***** Dataset rows
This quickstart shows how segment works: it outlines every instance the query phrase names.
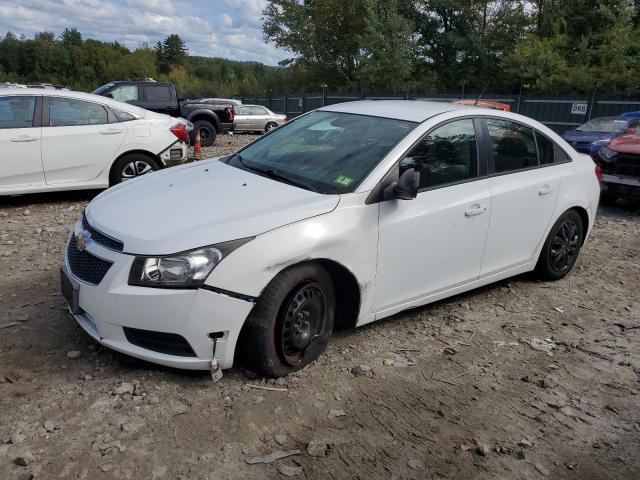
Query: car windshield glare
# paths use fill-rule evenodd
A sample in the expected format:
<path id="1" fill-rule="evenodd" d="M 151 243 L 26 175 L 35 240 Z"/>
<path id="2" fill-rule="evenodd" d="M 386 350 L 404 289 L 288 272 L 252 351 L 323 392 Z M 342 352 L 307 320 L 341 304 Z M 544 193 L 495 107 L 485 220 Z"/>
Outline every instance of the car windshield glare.
<path id="1" fill-rule="evenodd" d="M 576 130 L 579 132 L 605 132 L 613 133 L 624 130 L 629 122 L 619 118 L 594 118 L 587 123 L 580 125 Z"/>
<path id="2" fill-rule="evenodd" d="M 274 179 L 289 179 L 319 193 L 349 193 L 415 126 L 389 118 L 316 111 L 262 137 L 239 152 L 241 162 L 232 157 L 229 163 L 270 172 Z"/>

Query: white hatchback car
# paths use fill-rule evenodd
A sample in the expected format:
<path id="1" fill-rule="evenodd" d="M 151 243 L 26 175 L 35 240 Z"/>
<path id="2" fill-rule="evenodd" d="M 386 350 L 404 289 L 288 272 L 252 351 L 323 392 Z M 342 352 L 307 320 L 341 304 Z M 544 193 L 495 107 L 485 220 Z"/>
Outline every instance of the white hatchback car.
<path id="1" fill-rule="evenodd" d="M 96 197 L 62 290 L 114 350 L 189 369 L 235 358 L 277 377 L 315 359 L 334 326 L 534 269 L 562 278 L 593 225 L 598 173 L 516 114 L 332 105 Z"/>
<path id="2" fill-rule="evenodd" d="M 186 130 L 96 95 L 0 89 L 0 195 L 106 188 L 184 163 Z"/>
**********
Turn every line of the entries above into a JSON list of strings, one string per line, with blank lines left out. Leave the pictures out of the answer.

[
  "This quickstart shows how segment works: it outlines every instance the query phrase names.",
  "Query: car windshield glare",
  "# paths use fill-rule evenodd",
  "A sample in the expected format:",
  "<path id=\"1\" fill-rule=\"evenodd\" d=\"M 151 243 L 26 175 L 35 240 Z\"/>",
  "<path id=\"2\" fill-rule=\"evenodd\" d=\"M 386 350 L 404 289 L 288 272 L 252 351 L 323 392 Z M 342 352 L 307 320 L 341 304 Z M 544 193 L 495 107 L 485 220 Z\"/>",
  "Outline every instance of the car windshield glare.",
  "<path id=\"1\" fill-rule=\"evenodd\" d=\"M 576 130 L 579 132 L 605 132 L 613 133 L 624 130 L 629 122 L 619 118 L 594 118 L 587 123 L 580 125 Z\"/>",
  "<path id=\"2\" fill-rule=\"evenodd\" d=\"M 274 179 L 289 179 L 319 193 L 349 193 L 415 126 L 389 118 L 316 111 L 262 137 L 239 152 L 241 162 L 232 157 L 229 163 L 270 172 Z\"/>",
  "Query: white hatchback car",
  "# paths use fill-rule evenodd",
  "A sample in the expected format:",
  "<path id=\"1\" fill-rule=\"evenodd\" d=\"M 151 243 L 26 175 L 35 240 Z\"/>",
  "<path id=\"2\" fill-rule=\"evenodd\" d=\"M 386 350 L 404 289 L 288 272 L 252 351 L 323 392 Z M 342 352 L 307 320 L 341 304 Z M 544 193 L 495 107 L 485 220 Z\"/>",
  "Outline every instance of the white hatchback car.",
  "<path id=\"1\" fill-rule=\"evenodd\" d=\"M 96 197 L 62 290 L 114 350 L 189 369 L 235 358 L 277 377 L 315 359 L 334 326 L 534 269 L 562 278 L 593 225 L 598 173 L 516 114 L 332 105 Z\"/>",
  "<path id=\"2\" fill-rule=\"evenodd\" d=\"M 186 130 L 96 95 L 0 89 L 0 195 L 106 188 L 184 163 Z\"/>"
]